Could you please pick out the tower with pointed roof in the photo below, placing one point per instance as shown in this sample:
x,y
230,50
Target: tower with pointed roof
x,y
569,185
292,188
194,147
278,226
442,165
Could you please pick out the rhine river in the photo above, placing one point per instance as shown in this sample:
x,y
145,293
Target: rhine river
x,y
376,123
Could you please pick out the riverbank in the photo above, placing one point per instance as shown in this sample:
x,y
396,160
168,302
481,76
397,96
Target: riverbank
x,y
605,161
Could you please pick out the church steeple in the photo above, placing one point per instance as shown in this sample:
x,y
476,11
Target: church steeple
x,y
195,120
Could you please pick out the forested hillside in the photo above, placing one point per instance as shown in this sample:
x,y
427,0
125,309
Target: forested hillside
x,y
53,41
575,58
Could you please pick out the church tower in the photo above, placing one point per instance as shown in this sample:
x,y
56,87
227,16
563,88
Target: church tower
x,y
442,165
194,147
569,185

══════════════════════════════

### [PROBLEM TO SOLVE]
Transcribe every row above character for character, leaving nothing out and changing nothing.

### [THE RESULT]
Could you please pick out the tower with pointed roof in the photo below, placing one point per instance as shown in this sample:
x,y
230,50
Target: tower with pointed roof
x,y
569,185
292,188
194,147
278,226
442,165
Could you please pick out the rhine river in the photo above, placing one point per instance as shown in this sample:
x,y
145,293
Target: rhine river
x,y
376,123
Could you please pick out the riverbank in the photo above, placing one point per instance as shown in this sample:
x,y
396,160
168,302
481,76
397,96
Target: riverbank
x,y
605,161
Could you please pick out the church steeple in the photo above, placing one point per instance as shown in this sample:
x,y
476,11
Target: church steeple
x,y
195,120
Could you please pick out the forested hillside in the photo above, placing one point per instance as shown in this sample:
x,y
427,0
125,309
Target: forested hillside
x,y
53,41
575,58
Could you please pick out the church tower in the photo above, placing one point per instance as shown in this sample:
x,y
56,87
227,16
563,88
Target: church tower
x,y
442,165
194,147
569,185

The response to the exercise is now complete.